Point localization data:

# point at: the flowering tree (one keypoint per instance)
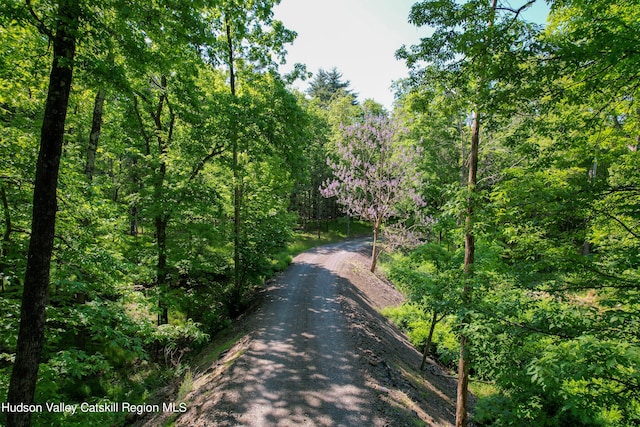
(375, 177)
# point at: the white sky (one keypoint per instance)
(358, 37)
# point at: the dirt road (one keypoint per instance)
(319, 354)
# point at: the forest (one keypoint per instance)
(157, 167)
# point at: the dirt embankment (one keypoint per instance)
(316, 352)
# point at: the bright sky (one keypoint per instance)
(358, 37)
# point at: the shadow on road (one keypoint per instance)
(320, 355)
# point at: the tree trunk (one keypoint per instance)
(161, 269)
(36, 284)
(94, 136)
(469, 259)
(425, 353)
(374, 251)
(237, 188)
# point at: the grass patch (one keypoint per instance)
(331, 232)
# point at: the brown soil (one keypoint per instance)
(323, 356)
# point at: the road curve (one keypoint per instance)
(301, 368)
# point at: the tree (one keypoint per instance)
(480, 47)
(375, 175)
(36, 283)
(328, 84)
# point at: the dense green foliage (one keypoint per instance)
(188, 166)
(553, 320)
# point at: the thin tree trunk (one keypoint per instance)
(374, 251)
(6, 236)
(467, 291)
(36, 284)
(94, 136)
(427, 346)
(237, 189)
(161, 218)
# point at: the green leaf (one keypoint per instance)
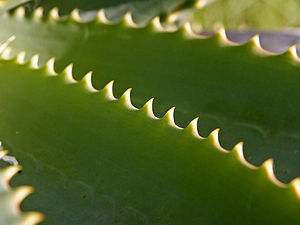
(98, 160)
(142, 10)
(251, 96)
(262, 14)
(10, 199)
(6, 5)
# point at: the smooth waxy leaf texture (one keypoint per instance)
(253, 14)
(98, 160)
(11, 198)
(251, 95)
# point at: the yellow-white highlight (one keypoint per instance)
(33, 218)
(87, 79)
(53, 14)
(50, 67)
(75, 16)
(20, 59)
(38, 13)
(268, 166)
(34, 62)
(6, 53)
(238, 149)
(7, 174)
(127, 99)
(20, 12)
(7, 42)
(296, 185)
(68, 74)
(101, 17)
(129, 20)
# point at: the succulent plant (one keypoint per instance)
(97, 155)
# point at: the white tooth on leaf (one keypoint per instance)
(19, 195)
(293, 52)
(239, 152)
(193, 127)
(53, 14)
(223, 37)
(38, 13)
(269, 168)
(214, 135)
(169, 117)
(6, 53)
(7, 174)
(20, 59)
(32, 218)
(87, 79)
(127, 99)
(296, 186)
(19, 12)
(148, 108)
(75, 16)
(50, 66)
(7, 42)
(101, 17)
(129, 20)
(34, 62)
(108, 91)
(68, 74)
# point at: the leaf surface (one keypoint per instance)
(98, 160)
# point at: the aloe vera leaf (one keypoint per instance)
(98, 160)
(258, 14)
(252, 97)
(143, 10)
(11, 198)
(6, 5)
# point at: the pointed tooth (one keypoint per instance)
(126, 99)
(293, 52)
(128, 20)
(296, 186)
(101, 17)
(268, 166)
(19, 195)
(87, 80)
(2, 153)
(214, 137)
(38, 13)
(75, 16)
(223, 37)
(148, 108)
(169, 118)
(7, 42)
(7, 174)
(50, 67)
(19, 12)
(6, 53)
(34, 61)
(238, 151)
(68, 74)
(193, 128)
(32, 218)
(20, 58)
(107, 91)
(54, 14)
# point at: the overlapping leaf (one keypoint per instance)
(251, 96)
(99, 160)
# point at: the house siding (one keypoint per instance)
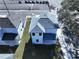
(21, 28)
(37, 37)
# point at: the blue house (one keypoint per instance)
(43, 28)
(10, 30)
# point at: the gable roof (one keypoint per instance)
(16, 20)
(6, 23)
(44, 21)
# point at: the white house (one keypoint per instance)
(43, 28)
(11, 30)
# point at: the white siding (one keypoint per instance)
(34, 38)
(9, 30)
(20, 29)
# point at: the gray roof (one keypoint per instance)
(15, 19)
(6, 23)
(45, 22)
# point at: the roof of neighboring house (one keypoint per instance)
(6, 23)
(44, 21)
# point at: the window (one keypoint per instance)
(33, 34)
(9, 36)
(40, 34)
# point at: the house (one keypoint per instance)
(43, 28)
(10, 30)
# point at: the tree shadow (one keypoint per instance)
(38, 51)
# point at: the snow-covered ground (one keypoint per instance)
(6, 56)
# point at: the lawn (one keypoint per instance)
(25, 38)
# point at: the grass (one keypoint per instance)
(25, 38)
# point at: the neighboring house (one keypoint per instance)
(10, 30)
(43, 28)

**TASK ITEM:** Restate the records above in full, word for word. Keep pictures out.

**WRITTEN REPLY:**
# point at: the flowering tree (one keypoint per instance)
(375, 177)
# point at: the white sky (one keypoint per instance)
(358, 37)
# point at: the dirt road (one keypoint per instance)
(319, 354)
# point at: the forest (one keypoint per instance)
(157, 167)
# point at: the dirt embankment (one keypoint per instance)
(316, 352)
# point at: the bright sky (one keypoint per instance)
(358, 37)
# point at: the shadow on road (one keypoint per instance)
(320, 355)
# point at: the tree trunk (one keypoint per instance)
(161, 269)
(36, 284)
(94, 136)
(469, 259)
(425, 353)
(374, 251)
(237, 188)
# point at: the grass patch (one keypoint per instance)
(331, 232)
# point at: the brown soil (one keypoint per instance)
(323, 356)
# point at: the road curve (one keypoint per instance)
(301, 368)
# point at: the tree (one keypoint per instance)
(480, 47)
(375, 175)
(36, 283)
(328, 84)
# point at: the dense green foliage (one keypoint per instance)
(188, 166)
(553, 320)
# point at: the thin tree trunk (one keypoint per instance)
(374, 251)
(6, 236)
(467, 291)
(36, 284)
(94, 136)
(427, 346)
(237, 189)
(161, 218)
# point at: the green leaf (one keypoint per instance)
(98, 160)
(142, 10)
(251, 96)
(262, 14)
(10, 199)
(6, 5)
# point at: the smooth waxy leaf texture (one keypoint per instance)
(253, 14)
(98, 160)
(11, 198)
(251, 95)
# point at: the yellow-white highlight (one keypoint per instance)
(33, 218)
(87, 79)
(53, 14)
(50, 67)
(75, 16)
(20, 59)
(38, 13)
(268, 166)
(34, 62)
(6, 53)
(238, 149)
(7, 174)
(127, 99)
(20, 12)
(7, 42)
(296, 185)
(68, 74)
(101, 17)
(129, 20)
# point at: the succulent plant (one keypoint per instance)
(97, 155)
# point at: the white tooth on leaf (one keypoint per instance)
(19, 195)
(293, 52)
(239, 152)
(193, 127)
(53, 14)
(223, 37)
(38, 13)
(269, 168)
(214, 135)
(169, 117)
(6, 53)
(7, 174)
(20, 59)
(32, 218)
(87, 79)
(127, 99)
(296, 186)
(19, 12)
(148, 108)
(75, 16)
(50, 66)
(7, 42)
(101, 17)
(129, 20)
(34, 62)
(108, 91)
(68, 74)
# point at: the leaf surface (one keypoint per instance)
(98, 160)
# point at: the aloe vera leaf (one keypoint per instance)
(98, 160)
(258, 14)
(252, 97)
(143, 10)
(11, 198)
(6, 5)
# point at: the pointed tooth (one keypoint per instance)
(126, 99)
(293, 52)
(128, 20)
(296, 186)
(101, 17)
(268, 166)
(19, 195)
(87, 80)
(2, 153)
(214, 137)
(38, 13)
(75, 16)
(223, 37)
(148, 108)
(169, 118)
(7, 42)
(7, 174)
(50, 67)
(19, 12)
(6, 53)
(34, 61)
(238, 151)
(68, 74)
(193, 128)
(32, 218)
(20, 58)
(107, 91)
(54, 14)
# point at: the overlapping leaf (one keypoint per instance)
(251, 96)
(99, 160)
# point at: the house siding (one keypoint per instance)
(21, 28)
(37, 37)
# point at: the blue house (one keypoint per instance)
(43, 28)
(10, 30)
# point at: the gable roof (one keypoint per instance)
(16, 20)
(6, 23)
(44, 21)
# point at: the white house (one keypoint per instance)
(43, 28)
(11, 30)
# point at: the white siding (one keypoint per instance)
(34, 38)
(9, 30)
(20, 29)
# point at: the gray roof (one keypoint per instance)
(15, 19)
(6, 23)
(45, 22)
# point at: the roof of neighboring house (one keypoint per instance)
(6, 23)
(44, 21)
# point at: the window (one keypoint per instance)
(33, 34)
(9, 36)
(40, 34)
# point at: the house (one keypoint per instance)
(43, 28)
(10, 30)
# point at: the tree shadow (one keypoint per instance)
(38, 51)
# point at: the snow-covered ground (one keypoint per instance)
(6, 56)
# point at: the lawn (one keypoint per instance)
(25, 38)
# point at: the grass (one keypoint per instance)
(25, 38)
# point at: the neighboring house (one keypoint per instance)
(10, 30)
(43, 28)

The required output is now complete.